* **INSTRUCCIONES DE LA TAREA**: Devuelve sin cambios el tramo del pasaje sobre política económica que comienza en las palabras "Todo parecería indicar" y termina después de "ya demasiadas veces.".

* **PASAJE PROPORCIONADO**:
En el proceso olvidaron a la microeconomía –¿Chile?–, ignorando que muchos de los modelos teóricos que sirven de base a las recomendaciones de política no funcionan si no se cumple el supuesto de mercados competitivos. Un tuitero notaba estos días que una conocida marca de pasta de dientes en el Chuy cuesta $43, y si se le agregan los impuestos de importación, costaría $69. Sin embargo, del otro lado de la calle su precio es $120. Esto desafía a todas las luces la ley del precio único, que indica que en mercados competitivos un mismo bien o servicio debería tener igual precio en todos los países, corregido por costo de transporte. ¿Será esta una falla de mercado? ¿Dónde están las políticas de libre competencia? ¿Es posible que el combustible no sea el único precio monopólico en nuestra economía?
Todo parecería indicar que la política económica se encuentra encorsetada por un objetivo inflacionario difícil de alcanzar y del cual dependen las futuras negociaciones salariales, como bien explicó el Ec. Gustavo Licandro hace unas semanas en La Mañana. Intentar frenar la inflación subiendo la tasa de interés es como ajustar un tornillo con una llave inglesa. Se puede llegar a lograr el objetivo, pero seguramente con un daño importante, en este caso una profundización del atraso cambiario y un aumento del déficit parafiscal. Los “Platitos chinos II” o “El retorno de Bergara” podría ser el título de una película que los uruguayos vieron ya demasiadas veces.

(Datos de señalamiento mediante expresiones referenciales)

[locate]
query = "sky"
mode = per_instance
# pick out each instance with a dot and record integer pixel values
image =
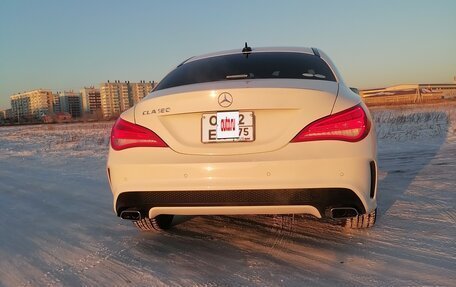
(66, 45)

* **RESPUESTA DE LA TAREA**:
Todo parecería indicar que la política económica se encuentra encorsetada por un objetivo inflacionario difícil de alcanzar y del cual dependen las futuras negociaciones salariales, como bien explicó el Ec. Gustavo Licandro hace unas semanas en La Mañana. Intentar frenar la inflación subiendo la tasa de interés es como ajustar un tornillo con una llave inglesa. Se puede llegar a lograr el objetivo, pero seguramente con un daño importante, en este caso una profundización del atraso cambiario y un aumento del déficit parafiscal. Los “Platitos chinos II” o “El retorno de Bergara” podría ser el título de una película que los uruguayos vieron ya demasiadas veces.